── Extracted records

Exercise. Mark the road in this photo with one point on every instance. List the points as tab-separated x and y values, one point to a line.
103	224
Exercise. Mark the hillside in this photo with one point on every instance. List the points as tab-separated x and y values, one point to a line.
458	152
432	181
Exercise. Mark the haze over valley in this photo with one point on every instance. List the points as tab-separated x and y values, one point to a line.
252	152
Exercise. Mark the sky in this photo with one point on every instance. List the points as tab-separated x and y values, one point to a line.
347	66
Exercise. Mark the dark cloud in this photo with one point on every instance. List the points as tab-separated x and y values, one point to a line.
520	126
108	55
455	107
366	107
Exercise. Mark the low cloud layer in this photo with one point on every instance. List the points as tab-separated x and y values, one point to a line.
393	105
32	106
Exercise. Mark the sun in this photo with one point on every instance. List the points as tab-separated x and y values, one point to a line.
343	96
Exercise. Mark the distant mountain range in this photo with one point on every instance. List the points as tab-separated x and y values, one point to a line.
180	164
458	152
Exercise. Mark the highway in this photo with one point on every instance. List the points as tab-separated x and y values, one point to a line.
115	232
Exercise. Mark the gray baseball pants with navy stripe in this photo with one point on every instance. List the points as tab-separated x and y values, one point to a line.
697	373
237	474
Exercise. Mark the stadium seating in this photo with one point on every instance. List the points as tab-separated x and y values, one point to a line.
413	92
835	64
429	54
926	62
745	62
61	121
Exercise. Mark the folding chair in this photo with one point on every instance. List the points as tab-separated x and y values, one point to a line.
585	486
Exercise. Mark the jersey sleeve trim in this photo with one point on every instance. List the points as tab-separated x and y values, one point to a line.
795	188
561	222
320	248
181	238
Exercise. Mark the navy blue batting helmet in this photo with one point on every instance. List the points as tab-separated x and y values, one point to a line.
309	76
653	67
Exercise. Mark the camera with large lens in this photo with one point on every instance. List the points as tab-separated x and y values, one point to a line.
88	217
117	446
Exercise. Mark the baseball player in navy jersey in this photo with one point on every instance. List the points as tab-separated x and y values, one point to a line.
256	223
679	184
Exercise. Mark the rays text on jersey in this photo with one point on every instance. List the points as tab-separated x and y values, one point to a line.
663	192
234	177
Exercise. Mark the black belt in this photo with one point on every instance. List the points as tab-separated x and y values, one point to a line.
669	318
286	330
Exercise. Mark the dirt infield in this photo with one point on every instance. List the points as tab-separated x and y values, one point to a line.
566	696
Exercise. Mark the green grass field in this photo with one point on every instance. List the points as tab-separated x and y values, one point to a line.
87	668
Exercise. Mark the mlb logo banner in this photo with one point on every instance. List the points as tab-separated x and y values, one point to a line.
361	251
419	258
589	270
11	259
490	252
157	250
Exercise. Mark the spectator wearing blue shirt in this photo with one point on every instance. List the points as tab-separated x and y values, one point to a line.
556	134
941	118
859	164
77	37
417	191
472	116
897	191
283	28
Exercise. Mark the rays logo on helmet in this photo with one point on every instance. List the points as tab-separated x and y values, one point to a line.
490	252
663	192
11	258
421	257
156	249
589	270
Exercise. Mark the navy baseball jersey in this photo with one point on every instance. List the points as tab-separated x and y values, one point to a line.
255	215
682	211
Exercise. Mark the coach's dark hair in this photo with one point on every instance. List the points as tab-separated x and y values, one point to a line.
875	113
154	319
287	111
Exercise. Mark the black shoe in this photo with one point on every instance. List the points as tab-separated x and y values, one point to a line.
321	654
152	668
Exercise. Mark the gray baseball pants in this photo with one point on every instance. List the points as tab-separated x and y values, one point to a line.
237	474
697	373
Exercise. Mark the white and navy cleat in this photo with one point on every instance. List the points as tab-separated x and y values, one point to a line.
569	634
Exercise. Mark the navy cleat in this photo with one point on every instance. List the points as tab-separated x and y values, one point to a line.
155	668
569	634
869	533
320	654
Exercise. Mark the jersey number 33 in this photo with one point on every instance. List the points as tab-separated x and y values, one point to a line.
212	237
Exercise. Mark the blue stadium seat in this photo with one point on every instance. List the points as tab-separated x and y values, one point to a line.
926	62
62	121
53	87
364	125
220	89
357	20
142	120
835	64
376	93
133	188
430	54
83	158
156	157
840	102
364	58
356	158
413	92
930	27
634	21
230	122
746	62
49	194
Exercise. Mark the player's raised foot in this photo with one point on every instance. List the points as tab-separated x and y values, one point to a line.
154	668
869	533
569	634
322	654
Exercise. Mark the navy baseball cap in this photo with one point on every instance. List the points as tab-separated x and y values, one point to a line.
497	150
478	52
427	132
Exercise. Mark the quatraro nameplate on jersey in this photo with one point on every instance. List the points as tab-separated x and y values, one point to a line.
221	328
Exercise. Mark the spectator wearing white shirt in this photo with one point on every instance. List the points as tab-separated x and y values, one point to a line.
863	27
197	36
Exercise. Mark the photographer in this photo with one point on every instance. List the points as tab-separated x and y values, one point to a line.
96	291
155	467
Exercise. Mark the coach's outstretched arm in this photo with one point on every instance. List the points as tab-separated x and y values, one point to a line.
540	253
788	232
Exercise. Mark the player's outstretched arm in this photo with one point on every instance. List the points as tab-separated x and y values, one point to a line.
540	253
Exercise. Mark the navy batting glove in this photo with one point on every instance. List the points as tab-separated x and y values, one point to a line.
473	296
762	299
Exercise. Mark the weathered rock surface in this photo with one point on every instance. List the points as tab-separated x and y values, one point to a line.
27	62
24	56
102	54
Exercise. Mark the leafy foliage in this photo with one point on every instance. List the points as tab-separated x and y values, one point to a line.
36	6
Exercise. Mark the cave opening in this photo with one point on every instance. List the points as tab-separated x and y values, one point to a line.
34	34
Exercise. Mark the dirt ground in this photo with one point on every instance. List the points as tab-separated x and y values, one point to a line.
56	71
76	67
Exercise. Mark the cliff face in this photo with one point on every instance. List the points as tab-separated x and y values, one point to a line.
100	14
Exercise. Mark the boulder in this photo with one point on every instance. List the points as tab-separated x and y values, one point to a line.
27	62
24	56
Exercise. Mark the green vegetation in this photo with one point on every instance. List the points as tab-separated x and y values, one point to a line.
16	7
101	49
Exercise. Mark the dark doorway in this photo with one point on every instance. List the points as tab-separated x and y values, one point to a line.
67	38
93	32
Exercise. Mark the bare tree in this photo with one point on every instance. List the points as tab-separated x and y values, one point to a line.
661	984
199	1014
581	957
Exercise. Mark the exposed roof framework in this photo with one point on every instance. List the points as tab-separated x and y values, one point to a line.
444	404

────

#### [Task brief]
Type out each entry above again, exactly.

#### [Answer space]
Exercise. Mark the road in this photo with one point on every instance. List the points as tab-separated x and y values, one point to a line.
103	224
Exercise. Mark the hillside in this photo with one point on every instance. List the points as tab-separated x and y values, one point to a line.
458	152
432	181
Exercise. Mark the haze over valley in this photo with one point on every instance. List the points as tab-separated x and y values, one point to a line.
252	152
Exercise. Mark the sky in this photo with one point on every instance. List the points as tab-separated x and y values, one point to a line.
347	66
Exercise. Mark the dark cloud in this photo with one point on every instance. List the points as tab-separated x and y values, one point to a line.
520	126
108	55
455	107
366	107
Exercise. Mark the low cloud layer in this photo with one point on every instance. List the points as tab-separated x and y values, one point to a line.
393	105
32	106
Exercise. Mark the sun in this photo with one point on every instance. List the points as tab-separated x and y values, one point to a line.
343	96
Exercise. Mark the distant mountain range in this photo with one point on every instance. List the points as tab-separated x and y values, one point to a line.
180	164
458	152
Exercise. Mark the highway in this photo with one point on every instance. List the points as tab-separated x and y values, one point to a line.
115	232
Exercise. Mark the gray baseball pants with navy stripe in this photo with one point on every instance. List the points as tab-separated x and y values, one point to a line.
697	373
237	474
Exercise. Mark the stadium seating in this photo with one point on every instance. List the points as tab-separated x and y values, one point to a line.
413	92
835	64
429	54
926	62
745	62
61	121
Exercise. Mark the folding chair in this photo with one point on every instance. List the points as tab-separated x and y values, one point to a line.
585	486
Exercise. Mark the jersey sleeve trim in this photo with one point on every instance. List the points as tab-separated x and y values, one point to a line.
795	188
561	222
320	248
181	238
Exercise. Mark the navy blue batting helmet in this photo with one point on every instance. List the points as tab-separated x and y values, one point to a line.
309	76
653	67
Exercise. Mark the camera with large lens in this photo with one point on every instance. List the points as tab-separated x and y values, one point to a line.
88	217
117	446
Exercise. Mark the baseball player in navy jersey in this photo with one point on every instance. List the points as tab-separated x and y values, one point to a line.
256	223
679	184
Exercise. Mark the rays text on jersey in this photo with one point on every instance. List the points as tab-separated x and y values, one point to a line.
663	192
234	177
Exercise. Mark the black belt in this photo with one point on every instance. List the points as tab-separated x and y values, one point to a line.
669	318
286	330
Exercise. Mark the dirt infield in this photo with one point on every instance. List the points as tab-separated x and y values, one point to a line.
566	696
Exercise. Mark the green grass field in this photo with one point on every instance. List the points as tab-separated x and y values, one point to a line.
87	668
Exercise. Mark the mlb logo banner in this photo with one point on every instance. List the points as tab-separated x and y values, one point to a line.
361	251
419	258
589	270
11	259
490	252
157	250
Exercise. Mark the spectator wearing blue shirt in this photo with one point on every instance. List the points as tab-separated x and y values, one point to a line.
556	134
941	118
859	164
77	37
417	191
472	116
897	191
283	28
Exercise. Mark the rays logo on helmet in this photo with one point on every instance. List the points as tab-separated x and y values, one point to a line.
490	252
663	192
11	258
421	257
156	249
589	270
Exercise. Mark the navy baseball jersey in this photo with one point on every instance. List the points as tab-separated x and y values, one point to a line.
255	215
682	211
Exercise. Mark the coach's dark hair in this photo with one point on every instance. List the points as tab-separated x and y values, one point to a line.
875	113
154	319
287	111
Exercise. Mark the black shoe in this photo with one point on every instance. List the points as tab-separated x and y values, one point to a line.
321	654
152	668
Exercise. Mark the gray baseball pants in this photo with one point on every instance. List the points as tab-separated x and y values, one point to a line.
237	474
697	373
Exercise. Mark the white and navy cleat in this photo with one point on every instance. List the points as tab-separated x and y values, one point to a line.
569	634
Exercise. Mark the navy cleat in this photo with one point on every instance. List the points as tab-separated x and y values, one point to a line.
155	668
569	634
869	533
320	654
Exercise. Mark the jersey number 33 in this photo with one point on every instance. List the points as tab-separated x and y values, one point to a line.
212	237
Exercise. Mark the blue stadium seat in this photo with one point on every instance. List the points as tab-separated x and y values, one point to a line.
926	62
62	121
53	87
364	125
220	89
357	20
142	120
835	64
376	93
133	188
430	54
83	158
156	157
840	102
364	58
356	158
413	92
930	27
634	21
230	122
746	62
49	194
Exercise. Mark the player's raised foot in this photo with one point on every instance. List the points as tab-separated x and y values, one point to a line.
154	668
869	533
569	634
322	654
Exercise. Mark the navy baseball cap in this photo with one point on every instance. List the points as tab-separated x and y values, one point to a line.
497	150
478	52
427	132
Exercise. Mark the quatraro nameplate on jersey in this photo with one point on every instance. List the points as tab-separated x and y values, one point to a line.
221	328
Exercise. Mark the spectator wearing white shirt in this photo with one point on every instance. List the points as tab-separated x and y values, one point to a line.
863	27
197	36
Exercise. Mark the photographer in this photo with one point on every instance. List the points as tab-separated x and y values, one point to a line.
96	291
155	467
Exercise. Mark the coach's outstretched arm in this photo with one point on every instance. List the points as tab-separated x and y values, one point to a line.
540	253
788	232
Exercise. Mark the player's outstretched arm in this photo with one point on every instance. List the points as tab-separated x and y values, one point to a line.
540	253
Exercise. Mark the navy batting glove in this photo with one point on every instance. List the points as tab-separated x and y values, one point to a line.
473	296
762	299
Exercise. Mark the weathered rock surface in this photo with one point on every instance. List the points as tab-separated x and y values, one point to a line.
27	62
24	56
102	54
Exercise. Mark the leafy foliage in this photo with one point on every instance. List the points as tab-separated x and y values, one point to a line.
36	6
Exercise. Mark the cave opening in this photo with one point on every instance. List the points as tab-separated x and y values, one point to a line.
34	34
Exercise. Mark the dirt ground in this photo with one point on every instance. List the points as tab-separated x and y values, one point to a line.
56	71
76	67
Exercise. Mark the cliff face in this photo with one point on every instance. List the points as tab-separated x and y values, one point to a line.
100	14
Exercise. Mark the boulder in this photo with one point on every instance. List the points as tab-separated x and y values, one point to a line.
27	62
24	56
Exercise. Mark the green vegetation in this photo with one point on every instance. List the points as tab-separated x and y values, one point to a line.
16	7
101	49
Exercise. Mark the dark doorway in this photo with one point on every instance. List the points as tab-separated x and y values, one point to a line.
67	38
93	32
Exercise. Mark the bare tree in this photo with one point on every instance. List the points as tab-separated x and y values, one point to a line.
661	984
199	1014
581	957
Exercise. Mark the exposed roof framework in this photo with one point on every instance. List the points as tab-separated x and y values, one point to a line.
444	404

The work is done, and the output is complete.